# DATA PROVIDED
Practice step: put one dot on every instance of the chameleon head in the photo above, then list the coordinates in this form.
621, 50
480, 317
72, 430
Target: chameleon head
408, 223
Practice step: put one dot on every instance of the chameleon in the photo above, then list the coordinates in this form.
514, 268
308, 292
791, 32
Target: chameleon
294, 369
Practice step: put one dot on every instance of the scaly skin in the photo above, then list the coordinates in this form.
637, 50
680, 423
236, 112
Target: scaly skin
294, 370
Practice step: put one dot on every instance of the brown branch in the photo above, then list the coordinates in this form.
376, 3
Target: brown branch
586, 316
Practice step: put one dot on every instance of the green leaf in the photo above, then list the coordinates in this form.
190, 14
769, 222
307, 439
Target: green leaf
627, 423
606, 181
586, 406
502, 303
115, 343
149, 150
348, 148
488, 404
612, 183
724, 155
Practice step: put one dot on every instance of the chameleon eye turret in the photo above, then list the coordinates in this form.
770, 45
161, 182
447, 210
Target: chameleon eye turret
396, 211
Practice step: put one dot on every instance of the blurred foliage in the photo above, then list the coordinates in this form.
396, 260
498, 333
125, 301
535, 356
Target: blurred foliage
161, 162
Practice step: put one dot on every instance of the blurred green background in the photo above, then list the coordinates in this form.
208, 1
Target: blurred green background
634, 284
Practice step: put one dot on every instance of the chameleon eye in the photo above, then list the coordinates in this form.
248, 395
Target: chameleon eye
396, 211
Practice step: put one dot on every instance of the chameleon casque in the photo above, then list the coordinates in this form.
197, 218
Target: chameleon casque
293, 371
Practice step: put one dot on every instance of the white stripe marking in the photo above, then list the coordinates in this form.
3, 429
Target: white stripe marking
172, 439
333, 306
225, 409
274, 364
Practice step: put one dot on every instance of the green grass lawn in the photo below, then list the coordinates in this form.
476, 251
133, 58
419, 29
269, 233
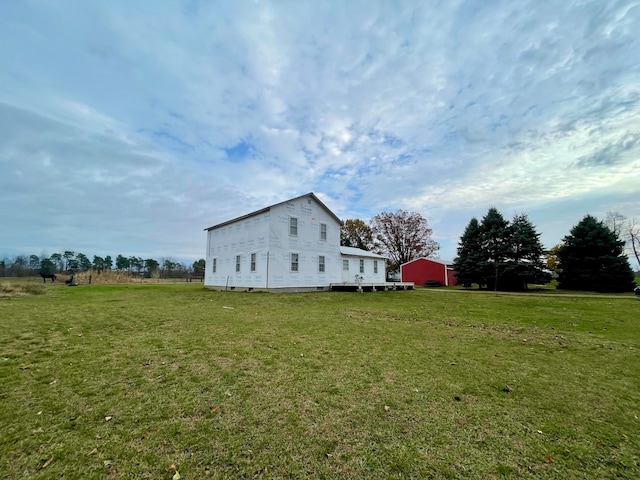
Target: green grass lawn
164, 381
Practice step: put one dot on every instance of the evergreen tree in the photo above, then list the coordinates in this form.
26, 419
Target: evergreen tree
470, 257
496, 240
525, 262
592, 258
499, 254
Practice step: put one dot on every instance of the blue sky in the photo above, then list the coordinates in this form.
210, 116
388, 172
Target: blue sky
129, 127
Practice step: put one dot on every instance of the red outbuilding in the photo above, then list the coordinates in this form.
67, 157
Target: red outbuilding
423, 269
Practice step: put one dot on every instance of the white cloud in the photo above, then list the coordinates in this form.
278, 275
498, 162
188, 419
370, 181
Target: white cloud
172, 117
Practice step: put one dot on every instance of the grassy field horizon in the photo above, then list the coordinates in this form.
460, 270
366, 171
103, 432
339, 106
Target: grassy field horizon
159, 381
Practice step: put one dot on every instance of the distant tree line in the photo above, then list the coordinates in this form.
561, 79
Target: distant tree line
70, 262
501, 255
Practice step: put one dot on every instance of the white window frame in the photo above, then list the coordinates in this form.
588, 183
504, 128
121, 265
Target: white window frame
293, 226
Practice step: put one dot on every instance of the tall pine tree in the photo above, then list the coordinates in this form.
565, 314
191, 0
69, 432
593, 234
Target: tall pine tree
499, 254
592, 258
467, 265
525, 261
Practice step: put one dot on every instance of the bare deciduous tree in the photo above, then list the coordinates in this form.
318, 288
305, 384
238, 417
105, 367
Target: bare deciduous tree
402, 236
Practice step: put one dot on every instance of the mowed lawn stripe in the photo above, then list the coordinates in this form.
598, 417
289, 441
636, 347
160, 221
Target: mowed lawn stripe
138, 381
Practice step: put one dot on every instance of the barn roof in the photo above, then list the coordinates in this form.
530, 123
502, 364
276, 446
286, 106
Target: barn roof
358, 252
266, 209
434, 260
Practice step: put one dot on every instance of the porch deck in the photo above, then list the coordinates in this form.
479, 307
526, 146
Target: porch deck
371, 287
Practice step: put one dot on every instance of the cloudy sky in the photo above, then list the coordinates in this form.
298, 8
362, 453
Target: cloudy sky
129, 127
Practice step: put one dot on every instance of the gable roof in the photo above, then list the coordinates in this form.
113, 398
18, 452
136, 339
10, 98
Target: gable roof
358, 252
427, 259
266, 209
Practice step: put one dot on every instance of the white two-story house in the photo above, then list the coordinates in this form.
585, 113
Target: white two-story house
293, 245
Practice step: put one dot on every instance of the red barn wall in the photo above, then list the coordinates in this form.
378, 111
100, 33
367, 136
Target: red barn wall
422, 269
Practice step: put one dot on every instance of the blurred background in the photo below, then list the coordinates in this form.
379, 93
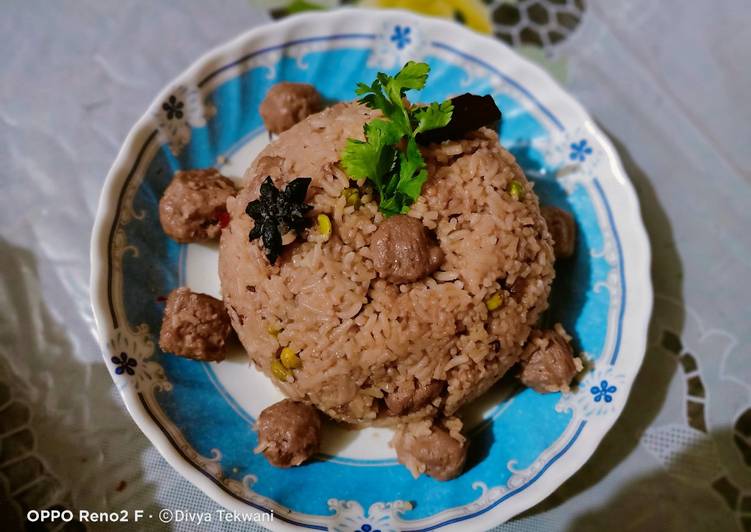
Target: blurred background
669, 81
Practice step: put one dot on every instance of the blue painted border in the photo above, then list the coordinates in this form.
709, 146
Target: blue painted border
504, 77
544, 110
510, 494
621, 272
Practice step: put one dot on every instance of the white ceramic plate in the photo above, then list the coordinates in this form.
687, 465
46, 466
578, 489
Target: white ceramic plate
524, 445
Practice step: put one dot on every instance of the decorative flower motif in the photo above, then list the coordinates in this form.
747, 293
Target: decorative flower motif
125, 364
580, 150
401, 37
173, 107
603, 391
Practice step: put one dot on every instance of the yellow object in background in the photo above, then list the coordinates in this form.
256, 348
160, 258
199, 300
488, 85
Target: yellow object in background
473, 13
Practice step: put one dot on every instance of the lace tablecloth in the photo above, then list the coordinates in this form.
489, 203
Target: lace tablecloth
669, 81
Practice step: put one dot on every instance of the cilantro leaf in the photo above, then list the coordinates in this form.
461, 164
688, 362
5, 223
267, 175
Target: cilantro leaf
398, 174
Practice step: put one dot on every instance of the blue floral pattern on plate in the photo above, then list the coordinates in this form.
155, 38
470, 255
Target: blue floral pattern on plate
603, 392
580, 150
401, 36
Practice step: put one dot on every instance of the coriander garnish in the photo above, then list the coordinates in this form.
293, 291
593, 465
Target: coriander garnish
398, 174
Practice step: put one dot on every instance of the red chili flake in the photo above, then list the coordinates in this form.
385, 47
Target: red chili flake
222, 217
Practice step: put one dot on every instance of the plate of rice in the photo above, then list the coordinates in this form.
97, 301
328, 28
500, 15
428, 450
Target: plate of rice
367, 270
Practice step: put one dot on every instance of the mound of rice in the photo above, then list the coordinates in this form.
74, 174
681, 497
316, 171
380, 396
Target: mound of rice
358, 336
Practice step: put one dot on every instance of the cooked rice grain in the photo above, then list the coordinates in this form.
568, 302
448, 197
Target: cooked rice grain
358, 336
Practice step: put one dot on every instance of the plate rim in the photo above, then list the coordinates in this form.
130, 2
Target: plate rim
117, 175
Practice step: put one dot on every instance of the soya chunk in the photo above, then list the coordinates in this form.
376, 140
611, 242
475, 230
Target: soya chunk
289, 433
194, 326
193, 207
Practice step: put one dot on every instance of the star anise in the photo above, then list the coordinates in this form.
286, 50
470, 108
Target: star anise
277, 211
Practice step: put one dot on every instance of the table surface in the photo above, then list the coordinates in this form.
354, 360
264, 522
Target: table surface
669, 82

# TO DO
Please copy the stretch of the material from the line containing "the plate of" through the end of the material, swapping "star anise" for "cinnamon stick" and leaving everything else as it is.

# RESULT OF THIS TASK
Practice step: put one dot on every instance of the plate of rice in the photo above, then list the coordinates in this form.
97, 301
328, 28
500, 15
428, 450
Target: plate of rice
367, 270
Practice step: put one dot on every instance of the mound of rice in the photo above, then list the coordinates in this form.
74, 174
681, 497
316, 171
380, 396
Target: mound of rice
358, 336
Practice step: put one dot on every instance of the cooked rice grain in the photo above, then list the coordinates in this form.
568, 302
448, 197
Target: cooked rice grain
358, 336
Practice step: put one dot on every instance of the plate rim in the photo above, then list the coordinates in this form.
130, 2
Target: plate rim
117, 175
Practice step: put one dot on every instance of the soya chunk in the photo above, then list the coordinates in this form.
376, 140
611, 242
475, 230
Target: soya chunk
289, 433
194, 326
193, 207
Practice step: put one dot on every instance of the cinnamon stick in the photo above, then list the coordinates in this form.
286, 50
470, 108
Target: cinnamon stick
277, 211
Practice step: put one dot on every instance of the table surface in the photo above, then list the coordinates in this form.
354, 360
264, 522
Target: table surface
669, 82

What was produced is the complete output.